====== Material for this exercise

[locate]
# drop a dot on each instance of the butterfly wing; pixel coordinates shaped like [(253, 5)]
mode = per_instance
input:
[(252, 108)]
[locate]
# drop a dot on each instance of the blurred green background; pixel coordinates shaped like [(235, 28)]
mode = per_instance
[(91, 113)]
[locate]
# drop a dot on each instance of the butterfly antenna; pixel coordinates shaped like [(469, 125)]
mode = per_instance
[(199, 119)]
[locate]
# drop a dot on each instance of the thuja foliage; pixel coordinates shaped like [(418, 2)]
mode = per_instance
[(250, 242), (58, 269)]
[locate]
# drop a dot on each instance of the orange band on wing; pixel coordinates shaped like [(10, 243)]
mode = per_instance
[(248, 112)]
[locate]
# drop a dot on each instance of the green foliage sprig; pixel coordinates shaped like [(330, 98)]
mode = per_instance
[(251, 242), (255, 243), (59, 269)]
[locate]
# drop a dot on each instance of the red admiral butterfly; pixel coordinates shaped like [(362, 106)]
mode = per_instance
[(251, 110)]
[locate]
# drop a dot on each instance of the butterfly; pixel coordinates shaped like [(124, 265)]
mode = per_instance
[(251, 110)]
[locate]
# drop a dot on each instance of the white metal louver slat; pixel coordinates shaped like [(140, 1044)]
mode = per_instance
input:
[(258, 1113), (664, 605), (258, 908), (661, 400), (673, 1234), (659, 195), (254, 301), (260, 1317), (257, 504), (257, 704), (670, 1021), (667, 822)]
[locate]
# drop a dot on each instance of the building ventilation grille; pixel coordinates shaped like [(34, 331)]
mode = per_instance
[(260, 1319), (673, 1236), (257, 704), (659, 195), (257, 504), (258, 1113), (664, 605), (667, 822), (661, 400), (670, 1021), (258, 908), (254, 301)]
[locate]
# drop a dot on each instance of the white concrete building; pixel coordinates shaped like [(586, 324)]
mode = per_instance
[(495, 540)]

============

- Short problem -
Give back the whole listing exactly as it reads.

- Result below -
[locate]
# drop a dot on each instance of the butterfly wing; pixel coordinates shaped like [(253, 5)]
mode = per_instance
input:
[(252, 108)]
[locate]
# drop a dot on each instance of the blurred green background; pixel coordinates shaped like [(235, 28)]
mode = per_instance
[(91, 113)]
[locate]
# drop a dot on each instance of the butterfly antenna; pixel coordinates shaped like [(469, 125)]
mode = per_instance
[(199, 119)]
[locate]
# drop a dot on each instance of the thuja foliage; pixel coordinates shaped like [(418, 2)]
mode = per_instance
[(250, 242), (58, 269)]
[locate]
# drop a dot on each instance of the orange band on wing; pixel coordinates shaped like [(10, 243)]
mode = per_instance
[(248, 112)]
[locate]
# drop a dot on each instance of the green foliage sprig; pixel coordinates shaped like [(330, 98)]
mode = per_instance
[(251, 242), (255, 243), (59, 269)]
[locate]
# drop a dot on each instance of the red admiral butterfly; pixel coordinates shaped like [(362, 106)]
mode = per_instance
[(251, 110)]
[locate]
# drop a dot on each instance of the butterfly; pixel coordinates shaped like [(124, 265)]
mode = per_instance
[(251, 110)]
[locate]
# drop a dot on each instance of the white metal louver slat; pixel coordinates shaped like [(140, 1044)]
mode = per_instance
input:
[(258, 1113), (664, 605), (258, 908), (661, 400), (673, 1234), (659, 195), (254, 301), (260, 1317), (257, 504), (257, 704), (670, 1021), (667, 822)]
[locate]
# drop a dot on each instance of the building ventilation grille; pixel coordinates shaped like [(34, 331)]
mode = per_instance
[(260, 1319), (673, 1236), (257, 704), (659, 195), (257, 504), (258, 1113), (664, 605), (667, 822), (661, 400), (670, 1021), (258, 908), (254, 301)]
[locate]
# drop a dot on each instance of the white concrete building; pixel coordinates shaped like [(586, 324)]
mode = per_instance
[(495, 540)]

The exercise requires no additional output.